### [POR HACER]
En el texto sobre el teléfono y el miedo al vacío, ¿con qué se llenaban esos momentos antes de que existieran los teléfonos?

### [DOCUMENTO]
————
Y tengo que ser honesto: yo también lo hago. No siempre, pero a veces, cuando estoy en una situación similar, saco el teléfono casi por reflejo. Como si mi cerebro dijera: "rápido, necesitamos distracción, ¡ya!". Me pregunto por qué. ¿Qué tan incómodo puede ser estar solo unos minutos, en un restaurante, sin tener nada que hacer? La respuesta no es cómoda: es incómodo porque ya no sabemos estar con nosotros mismos. Necesitamos esa conexión constante, ese flujo de información, esa pequeña dosis de validación que viene en forma de notificaciones.
Lo que más me fascina de este comportamiento es lo profundamente humano que es. La tecnología no ha creado este miedo, lo ha amplificado. Porque, seamos honestos, siempre hemos tenido miedo al vacío. Antes de los teléfonos, llenábamos esos momentos de otra manera: con cigarrillos, con una revista, o simplemente mirando al vacío y esperando que el tiempo pasara rápido. Lo que la tecnología ha hecho es darnos una distracción tan eficaz que ya ni siquiera notamos lo incómodo que es quedarnos solos, aunque sea por un instante.
————
### [MATERIAL DE ORIGEN]
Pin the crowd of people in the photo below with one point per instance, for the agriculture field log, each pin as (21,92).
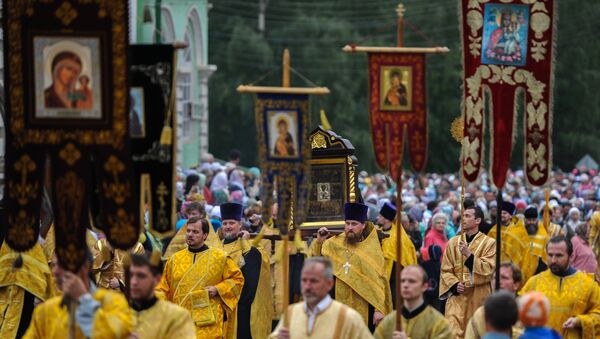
————
### [RESPUESTA]
Con cigarrillos, con una revista o simplemente mirando al vacío y esperando que el tiempo pasara rápido.